**Reading text:**
▶
ODNR seeking help to keep tab on rivers


Within the borders of Ashtabula County flow two state-sanctioned scenic rivers, and the Ohio Department of Natural Resources needs helpers to keep these honored waterways as clean as possible.
Later this month, ODNR’s Division of Watercraft will hold two workshops for people interested in keeping an eye on water quality at either Conneaut Creek or the Ashtabula River. These stream-quality monitoring workshops will be held 5 to 7 p.m. July 25 (Conneaut Creek) and July 27 (Ashtabula River).
For the Conneaut workshop, meet at the parking lot opposite the CLYO ball-field complex on Center Road. Folks attending the Ashtabula workshop should gather at Indian Trails Township Park parking lot, at the Smolen Gulf Covered Bridge on State Road.
Students will learn insects can be a barometer of a river’s overall health, said Matthew Smith northeast region Scenic River manager for the Division of Watercraft. Volunteers essentially will become 
detectives, using the bugs they find in water as clues to water quality.
“Some bugs can live only in very excellent water; some can live in very good water, while others can live in just about any water,” he said.
Finding and identifying the insects can give valuable insight into the quality of the river’s water, Smith said. Insect activity also gives clue to fish populations in various parts of the rivers, since bugs are a staple of a fish’s diet.
“From the bugs, you can tell what’s happening in the water,” he said.
The workshops are basically an introductory course in stream quality monitoring, Smith said. Folks who want to continue will receive additional training, along with all the necessary equipment.
ODNR holds stream monitoring programs for all of Ohio’s designated scenic and wild rivers, Smith said. Stretches of the Ashtabula and Conneaut waterways are official scenic rivers, while portions of Conneaut Creek hold the coveted wild river designation. 
The state already has rounded up a few local volunteers but can always use more, Smith said. Service is open to all ages, he said.
“Some people make it a family effort,” he said. “It’s a fun experience in learning science and another way for local citizens to look at the river.”
◀
**Data rows:**
▶
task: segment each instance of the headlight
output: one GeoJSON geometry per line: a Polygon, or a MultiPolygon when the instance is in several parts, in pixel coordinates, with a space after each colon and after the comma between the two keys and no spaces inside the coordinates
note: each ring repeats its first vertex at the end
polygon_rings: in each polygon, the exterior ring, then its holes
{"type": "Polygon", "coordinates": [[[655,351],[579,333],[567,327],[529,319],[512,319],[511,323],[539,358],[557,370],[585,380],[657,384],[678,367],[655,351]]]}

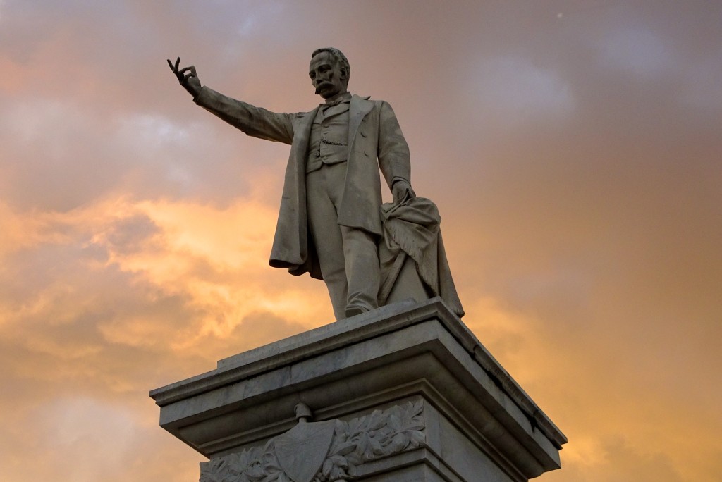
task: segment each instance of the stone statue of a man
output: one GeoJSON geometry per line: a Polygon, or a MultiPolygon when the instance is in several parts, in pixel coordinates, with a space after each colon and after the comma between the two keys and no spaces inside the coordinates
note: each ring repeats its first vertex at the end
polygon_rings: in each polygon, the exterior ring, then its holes
{"type": "Polygon", "coordinates": [[[308,74],[325,102],[295,114],[202,86],[196,68],[179,69],[180,61],[168,65],[196,104],[249,136],[291,145],[270,265],[326,281],[337,320],[377,307],[383,237],[379,168],[394,203],[415,196],[409,146],[391,107],[348,92],[351,69],[336,48],[311,54],[308,74]]]}

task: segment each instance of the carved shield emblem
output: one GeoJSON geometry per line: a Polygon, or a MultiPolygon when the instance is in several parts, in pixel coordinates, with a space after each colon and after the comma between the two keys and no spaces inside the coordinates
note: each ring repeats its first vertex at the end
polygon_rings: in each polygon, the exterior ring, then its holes
{"type": "Polygon", "coordinates": [[[329,455],[336,422],[300,423],[274,439],[281,468],[294,482],[310,482],[329,455]]]}

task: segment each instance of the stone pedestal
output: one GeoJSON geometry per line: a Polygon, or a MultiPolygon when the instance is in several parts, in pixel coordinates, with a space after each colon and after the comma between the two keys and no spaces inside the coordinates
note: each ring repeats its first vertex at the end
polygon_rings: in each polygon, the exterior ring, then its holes
{"type": "Polygon", "coordinates": [[[202,482],[528,481],[566,438],[438,298],[231,356],[158,388],[202,482]]]}

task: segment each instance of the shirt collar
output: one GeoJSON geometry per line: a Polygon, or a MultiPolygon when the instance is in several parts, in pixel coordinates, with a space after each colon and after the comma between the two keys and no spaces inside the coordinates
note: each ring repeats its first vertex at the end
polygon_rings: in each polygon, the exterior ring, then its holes
{"type": "Polygon", "coordinates": [[[351,101],[351,92],[345,92],[340,94],[337,94],[332,97],[326,100],[326,102],[321,104],[322,107],[329,107],[331,105],[336,105],[342,102],[348,102],[351,101]]]}

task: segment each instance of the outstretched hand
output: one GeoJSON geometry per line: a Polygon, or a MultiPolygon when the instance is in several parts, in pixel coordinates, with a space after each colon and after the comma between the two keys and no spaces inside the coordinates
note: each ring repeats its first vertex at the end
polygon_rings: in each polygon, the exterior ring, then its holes
{"type": "Polygon", "coordinates": [[[180,85],[193,96],[193,99],[198,97],[198,95],[201,93],[202,86],[201,85],[201,80],[198,78],[198,74],[196,73],[196,66],[191,65],[189,67],[183,67],[178,69],[178,66],[180,64],[180,57],[175,61],[175,65],[170,61],[170,58],[168,59],[168,66],[170,67],[170,70],[178,77],[180,85]]]}

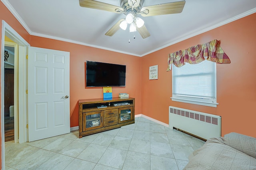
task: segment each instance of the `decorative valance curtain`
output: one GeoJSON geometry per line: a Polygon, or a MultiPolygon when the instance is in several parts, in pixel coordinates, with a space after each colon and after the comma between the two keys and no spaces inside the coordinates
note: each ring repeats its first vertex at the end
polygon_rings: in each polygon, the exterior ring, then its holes
{"type": "Polygon", "coordinates": [[[214,39],[204,44],[169,54],[167,71],[172,70],[172,64],[176,67],[180,67],[185,64],[185,63],[197,64],[206,59],[218,63],[230,63],[229,58],[220,47],[220,41],[214,39]]]}

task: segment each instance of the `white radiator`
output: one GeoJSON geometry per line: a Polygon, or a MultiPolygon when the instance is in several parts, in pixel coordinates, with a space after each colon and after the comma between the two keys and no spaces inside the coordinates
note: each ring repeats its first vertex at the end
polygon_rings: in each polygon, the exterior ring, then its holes
{"type": "Polygon", "coordinates": [[[169,106],[169,127],[182,130],[205,139],[221,135],[221,117],[169,106]]]}

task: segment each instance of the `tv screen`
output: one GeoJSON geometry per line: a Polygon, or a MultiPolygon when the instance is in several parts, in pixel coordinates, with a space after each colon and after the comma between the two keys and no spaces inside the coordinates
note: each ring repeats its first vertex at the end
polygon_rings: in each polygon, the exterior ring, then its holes
{"type": "Polygon", "coordinates": [[[125,86],[126,66],[86,61],[86,87],[125,86]]]}

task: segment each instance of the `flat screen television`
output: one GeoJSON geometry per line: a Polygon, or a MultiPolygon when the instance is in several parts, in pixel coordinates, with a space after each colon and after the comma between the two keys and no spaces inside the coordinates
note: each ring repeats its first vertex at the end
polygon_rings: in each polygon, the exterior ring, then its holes
{"type": "Polygon", "coordinates": [[[125,86],[126,66],[86,61],[86,87],[125,86]]]}

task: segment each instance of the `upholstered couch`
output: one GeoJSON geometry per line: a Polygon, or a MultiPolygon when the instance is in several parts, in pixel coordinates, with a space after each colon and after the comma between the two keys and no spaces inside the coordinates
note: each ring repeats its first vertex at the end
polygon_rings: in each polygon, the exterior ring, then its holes
{"type": "Polygon", "coordinates": [[[256,138],[232,133],[195,150],[184,170],[256,170],[256,138]]]}

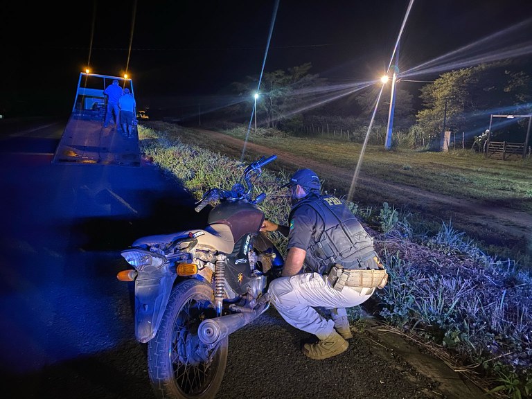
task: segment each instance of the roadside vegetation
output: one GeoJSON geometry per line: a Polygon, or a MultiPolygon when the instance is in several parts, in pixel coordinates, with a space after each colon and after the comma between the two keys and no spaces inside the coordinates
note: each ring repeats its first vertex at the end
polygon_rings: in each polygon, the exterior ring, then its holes
{"type": "MultiPolygon", "coordinates": [[[[229,188],[240,177],[240,154],[234,149],[222,148],[193,130],[164,123],[149,125],[151,128],[139,127],[144,156],[195,198],[212,186],[229,188]]],[[[244,130],[228,132],[242,137],[244,130]]],[[[277,134],[265,131],[254,140],[272,148],[300,145],[305,157],[341,165],[348,162],[351,168],[356,161],[354,154],[360,151],[356,143],[287,136],[280,142],[277,134]]],[[[502,164],[465,152],[415,154],[368,148],[363,171],[375,172],[375,178],[416,182],[427,190],[437,188],[438,192],[479,201],[489,201],[493,194],[486,192],[496,190],[508,201],[522,200],[512,206],[530,211],[526,204],[532,195],[529,161],[502,164]],[[396,173],[391,175],[387,170],[396,173]],[[454,176],[463,177],[453,181],[454,176]]],[[[290,172],[269,168],[258,181],[257,194],[267,195],[260,207],[274,221],[284,222],[287,218],[290,204],[278,186],[290,172]]],[[[331,179],[324,190],[341,193],[334,184],[331,179]]],[[[434,223],[419,223],[412,213],[389,202],[378,206],[346,203],[373,236],[390,275],[388,285],[368,303],[368,311],[436,355],[461,365],[464,375],[486,392],[499,397],[530,397],[532,272],[525,267],[525,258],[488,254],[452,221],[441,221],[436,227],[434,223]]],[[[272,238],[285,254],[285,239],[275,233],[272,238]]],[[[354,308],[350,316],[355,321],[360,312],[354,308]]],[[[362,328],[359,323],[357,326],[362,328]]]]}
{"type": "MultiPolygon", "coordinates": [[[[175,125],[150,122],[154,129],[174,131],[175,125]]],[[[332,136],[294,136],[272,128],[258,128],[247,134],[247,128],[231,124],[215,129],[236,138],[249,136],[250,143],[267,146],[272,151],[289,151],[294,156],[312,159],[326,165],[344,168],[353,173],[359,161],[362,145],[332,136]]],[[[182,129],[179,139],[184,143],[197,145],[215,152],[240,159],[242,148],[231,148],[213,141],[208,132],[197,129],[182,129]]],[[[248,154],[254,155],[252,150],[248,154]]],[[[292,172],[294,165],[275,162],[272,168],[292,172]]],[[[349,187],[327,170],[319,171],[323,186],[339,196],[346,195],[349,187]]],[[[367,145],[362,159],[361,178],[372,181],[398,183],[413,189],[419,188],[435,194],[447,195],[456,201],[461,199],[478,204],[478,212],[484,209],[504,207],[532,214],[532,159],[507,161],[486,158],[472,150],[456,150],[449,152],[403,149],[387,151],[382,145],[367,145]]],[[[437,233],[442,222],[475,239],[485,251],[500,257],[510,257],[523,264],[532,265],[532,243],[529,238],[515,231],[503,234],[484,224],[472,223],[470,215],[457,214],[442,205],[438,212],[427,213],[420,198],[405,195],[404,192],[375,190],[372,184],[359,181],[353,198],[363,206],[375,206],[386,202],[405,213],[411,213],[411,224],[420,224],[420,229],[437,233]]],[[[486,215],[486,218],[490,218],[486,215]]]]}

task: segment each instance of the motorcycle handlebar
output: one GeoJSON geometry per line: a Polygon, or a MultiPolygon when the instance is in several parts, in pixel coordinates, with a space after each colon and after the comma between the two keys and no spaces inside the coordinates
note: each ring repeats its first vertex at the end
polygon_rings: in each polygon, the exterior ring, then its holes
{"type": "Polygon", "coordinates": [[[194,211],[195,211],[196,212],[200,212],[202,209],[203,209],[204,208],[205,208],[205,206],[207,206],[207,204],[209,204],[209,202],[207,202],[206,201],[204,201],[204,200],[202,201],[201,202],[200,202],[200,204],[194,208],[194,211]]]}
{"type": "Polygon", "coordinates": [[[273,154],[271,157],[266,158],[266,159],[264,159],[263,161],[258,161],[257,162],[257,166],[259,168],[262,168],[267,163],[269,163],[270,162],[272,162],[272,161],[275,161],[276,159],[277,159],[277,155],[273,154]]]}

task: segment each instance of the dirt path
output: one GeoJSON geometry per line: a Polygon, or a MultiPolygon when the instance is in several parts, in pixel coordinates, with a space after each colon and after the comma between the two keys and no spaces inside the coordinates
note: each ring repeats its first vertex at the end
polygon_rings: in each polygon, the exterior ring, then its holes
{"type": "MultiPolygon", "coordinates": [[[[210,137],[213,141],[225,148],[221,151],[240,154],[244,141],[239,139],[211,130],[194,128],[199,134],[210,137]]],[[[259,155],[277,155],[278,160],[287,168],[310,168],[315,170],[323,179],[340,181],[342,186],[348,188],[353,180],[353,171],[337,166],[332,166],[312,159],[297,157],[289,151],[271,149],[267,147],[248,142],[247,152],[259,155]]],[[[389,183],[377,180],[364,175],[359,175],[356,188],[375,193],[376,200],[380,203],[387,201],[396,207],[406,206],[411,211],[423,213],[448,222],[452,218],[452,225],[471,225],[484,228],[491,234],[487,241],[497,238],[502,241],[522,242],[531,245],[532,238],[532,215],[506,208],[501,204],[479,204],[463,198],[456,198],[431,193],[416,187],[389,183]],[[389,195],[389,198],[387,196],[389,195]]],[[[355,190],[356,191],[356,190],[355,190]]],[[[355,194],[356,196],[356,194],[355,194]]],[[[356,201],[356,198],[355,198],[356,201]]],[[[466,233],[468,233],[466,231],[466,233]]],[[[480,238],[485,239],[486,238],[480,238]]],[[[500,242],[500,241],[499,241],[500,242]]],[[[524,250],[524,247],[522,249],[524,250]]]]}

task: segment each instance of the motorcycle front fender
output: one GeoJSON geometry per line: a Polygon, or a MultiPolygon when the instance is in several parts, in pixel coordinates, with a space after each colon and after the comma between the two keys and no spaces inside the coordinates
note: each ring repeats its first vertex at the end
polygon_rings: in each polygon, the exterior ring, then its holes
{"type": "Polygon", "coordinates": [[[155,336],[177,277],[163,274],[135,280],[135,336],[143,343],[155,336]]]}

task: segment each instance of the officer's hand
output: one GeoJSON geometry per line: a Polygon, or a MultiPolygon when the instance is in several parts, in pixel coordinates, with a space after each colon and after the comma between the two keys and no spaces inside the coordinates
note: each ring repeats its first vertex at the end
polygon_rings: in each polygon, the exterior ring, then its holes
{"type": "Polygon", "coordinates": [[[259,231],[275,231],[277,230],[278,225],[269,220],[265,220],[263,222],[263,225],[260,227],[259,231]]]}

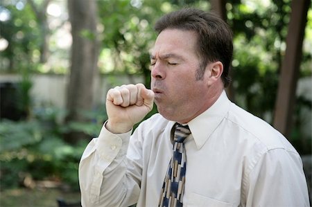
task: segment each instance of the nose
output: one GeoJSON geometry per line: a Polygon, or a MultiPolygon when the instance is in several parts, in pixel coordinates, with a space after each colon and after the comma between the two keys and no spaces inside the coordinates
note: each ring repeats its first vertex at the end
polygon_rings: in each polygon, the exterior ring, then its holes
{"type": "Polygon", "coordinates": [[[166,73],[164,70],[164,67],[159,62],[156,62],[155,65],[152,66],[150,75],[155,79],[162,80],[166,78],[166,73]]]}

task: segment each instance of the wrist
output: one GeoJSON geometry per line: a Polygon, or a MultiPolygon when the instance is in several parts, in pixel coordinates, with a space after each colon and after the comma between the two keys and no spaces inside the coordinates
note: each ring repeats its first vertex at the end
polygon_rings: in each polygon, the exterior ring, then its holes
{"type": "Polygon", "coordinates": [[[113,134],[123,134],[130,132],[133,126],[128,123],[116,123],[108,120],[105,127],[113,134]]]}

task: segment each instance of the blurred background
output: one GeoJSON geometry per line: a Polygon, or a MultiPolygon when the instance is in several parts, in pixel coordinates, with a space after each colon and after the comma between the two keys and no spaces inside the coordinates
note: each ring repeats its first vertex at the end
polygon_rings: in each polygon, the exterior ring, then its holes
{"type": "Polygon", "coordinates": [[[311,4],[0,1],[0,206],[78,205],[78,163],[107,118],[107,91],[127,83],[149,87],[153,24],[187,5],[213,10],[229,24],[228,96],[286,136],[302,157],[311,192],[311,4]]]}

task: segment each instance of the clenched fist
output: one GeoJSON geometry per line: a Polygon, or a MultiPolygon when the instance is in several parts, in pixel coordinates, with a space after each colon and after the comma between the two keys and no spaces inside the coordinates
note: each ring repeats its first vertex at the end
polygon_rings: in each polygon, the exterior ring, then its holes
◀
**What to produce:** Extract the portion of the river monitoring article from "Students will learn" up to and including "a fish’s diet.", keeping every word and punctuation mark unchanged. The listing has no connection to the article on river monitoring.

**Exercise result:**
Students will learn insects can be a barometer of a river’s overall health, said Matthew Smith northeast region Scenic River manager for the Division of Watercraft. Volunteers essentially will become 
detectives, using the bugs they find in water as clues to water quality.
“Some bugs can live only in very excellent water; some can live in very good water, while others can live in just about any water,” he said.
Finding and identifying the insects can give valuable insight into the quality of the river’s water, Smith said. Insect activity also gives clue to fish populations in various parts of the rivers, since bugs are a staple of a fish’s diet.